Метод исторической реинтерпретации. Преходящие и постоянные элементы идеи прогресса

В предстоящий нам период изменений центральная проблема христианской мысли будет, очевидно, состоять в следующем: как изменяется применение христианских ценно­стей с изменением социальных и экономических условий. Эта проблема в своем полном значении может быть решена толь­ко самой жизнью. Этот процесс личного и коллективного опы­та будет плодотворным, только если будет постоянно направ­ляться сознательным обдумыванием. Мы стремимся вовсе не к абстрактному мышлению, опирающемуся исключительно на метод логической дедукции, а к такому мышлению, которое получает свои главные стимулы из конкретной игры слов, из наблюдений за трудностями, испытываемыми христианами в среде, совершенно непохожей на ту, где впервые был выра­ботан христианский опыт.

Наша задача будет состоять в том, чтобы выяснить, в какой степени духовность может распространяться и проникать собой ситуации, отличные от тех, в которых она первоначально сформировалась. Такое проникновение в новые ситуации происходит в ходе решения текущих жизненных конфликтов. Конфликты, если их правильно понимать, представляют собой симптомы расхождений между установившимися подходами и оценками и меняющейся ситуацией. В ходе решения этих конфликтов в христианском духе происходит частичное оду­хотворение новой среды и новое понимание самого понятия духа. Этот процесс нового понимания продолжается постоян­но; он шел уже тогда, когда раннехристианские секты должны были отказаться от своих надежд на то, что надвигается конец света и наступает Царствие Божие. Это изменение в сознании и реалистическое восприятие некоторых факторов сильно изменило поведение этих групп, хотя они возникали из одного и того же духовного начала на различных этапах развития. Пока группы небольшие и ситуация относительно проста, то группа в силу своего опыта бессознательно выполняет задачу реинтерпретации. Когда же с развитием цивилизации реин-терпретация становится сложной, то появляется необходимость участия в ней людей с религиозным опытом и экспертов по социальным изменениям. И даже на этом сложном уровне реин-терпретация осуществляется только с помощью группового опы­та, а люди с религиозным опытом и эксперты могут сказать свое слово, только если они являются участниками этого опы­та. Их выводы основываются на предварительном обсужде­нии, которое вскрывает все трудности группового опыта.

=====

▸ **Письменное задание**: Измените в тексте о методе исторической реинтерпретации «абстрактному мышлению» на «отвлеченному рассуждению» и перепишите всё от «В предстоящий нам» и до «выра­ботан христианский опыт.».

=====

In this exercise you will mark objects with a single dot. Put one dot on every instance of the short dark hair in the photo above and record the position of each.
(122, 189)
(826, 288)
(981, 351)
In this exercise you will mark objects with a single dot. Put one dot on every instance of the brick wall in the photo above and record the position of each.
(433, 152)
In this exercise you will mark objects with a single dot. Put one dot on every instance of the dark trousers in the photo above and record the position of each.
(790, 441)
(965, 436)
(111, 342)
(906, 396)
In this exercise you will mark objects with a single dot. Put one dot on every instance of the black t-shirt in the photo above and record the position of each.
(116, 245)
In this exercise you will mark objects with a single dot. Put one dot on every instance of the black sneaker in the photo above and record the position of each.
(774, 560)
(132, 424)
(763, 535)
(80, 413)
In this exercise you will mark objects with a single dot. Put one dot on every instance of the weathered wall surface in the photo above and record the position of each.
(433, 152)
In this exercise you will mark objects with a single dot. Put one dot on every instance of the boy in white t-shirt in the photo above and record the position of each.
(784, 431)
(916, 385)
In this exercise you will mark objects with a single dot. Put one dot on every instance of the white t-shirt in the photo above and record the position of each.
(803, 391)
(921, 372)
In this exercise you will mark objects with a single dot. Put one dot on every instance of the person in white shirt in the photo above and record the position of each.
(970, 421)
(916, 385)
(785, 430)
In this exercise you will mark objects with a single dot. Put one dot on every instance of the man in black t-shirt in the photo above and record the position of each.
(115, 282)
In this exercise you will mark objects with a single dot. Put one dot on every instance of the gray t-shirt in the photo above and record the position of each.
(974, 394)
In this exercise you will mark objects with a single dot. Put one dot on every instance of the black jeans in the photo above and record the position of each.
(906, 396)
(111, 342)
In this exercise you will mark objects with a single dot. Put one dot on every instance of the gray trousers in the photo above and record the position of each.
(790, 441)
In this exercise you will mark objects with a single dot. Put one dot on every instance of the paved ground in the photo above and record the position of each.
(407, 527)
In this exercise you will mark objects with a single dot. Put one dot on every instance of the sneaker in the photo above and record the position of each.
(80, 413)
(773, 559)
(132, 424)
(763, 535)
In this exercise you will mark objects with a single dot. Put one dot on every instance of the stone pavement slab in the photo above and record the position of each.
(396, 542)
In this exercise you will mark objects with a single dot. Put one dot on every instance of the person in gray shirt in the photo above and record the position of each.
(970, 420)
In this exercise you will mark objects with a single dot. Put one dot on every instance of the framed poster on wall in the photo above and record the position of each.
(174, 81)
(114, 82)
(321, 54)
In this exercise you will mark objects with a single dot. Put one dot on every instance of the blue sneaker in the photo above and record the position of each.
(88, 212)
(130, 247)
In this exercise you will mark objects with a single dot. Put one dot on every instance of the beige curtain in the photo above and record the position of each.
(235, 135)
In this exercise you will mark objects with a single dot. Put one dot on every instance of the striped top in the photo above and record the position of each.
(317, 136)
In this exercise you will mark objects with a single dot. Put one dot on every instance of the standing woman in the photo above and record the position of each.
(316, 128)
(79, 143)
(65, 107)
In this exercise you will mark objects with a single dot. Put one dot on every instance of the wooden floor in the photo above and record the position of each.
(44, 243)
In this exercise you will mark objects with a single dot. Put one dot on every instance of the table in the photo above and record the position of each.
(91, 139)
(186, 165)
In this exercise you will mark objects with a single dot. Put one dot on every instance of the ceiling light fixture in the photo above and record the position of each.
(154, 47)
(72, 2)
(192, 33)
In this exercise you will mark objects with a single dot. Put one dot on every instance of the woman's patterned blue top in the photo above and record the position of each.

=====

▸ **Ответ на задание**:
В предстоящий нам период изменений центральная проблема христианской мысли будет, очевидно, состоять в следующем: как изменяется применение христианских ценно­стей с изменением социальных и экономических условий. Эта проблема в своем полном значении может быть решена толь­ко самой жизнью. Этот процесс личного и коллективного опы­та будет плодотворным, только если будет постоянно направ­ляться сознательным обдумыванием. Мы стремимся вовсе не к отвлеченному рассуждению, опирающемуся исключительно на метод логической дедукции, а к такому мышлению, которое получает свои главные стимулы из конкретной игры слов, из наблюдений за трудностями, испытываемыми христианами в среде, совершенно непохожей на ту, где впервые был выра­ботан христианский опыт.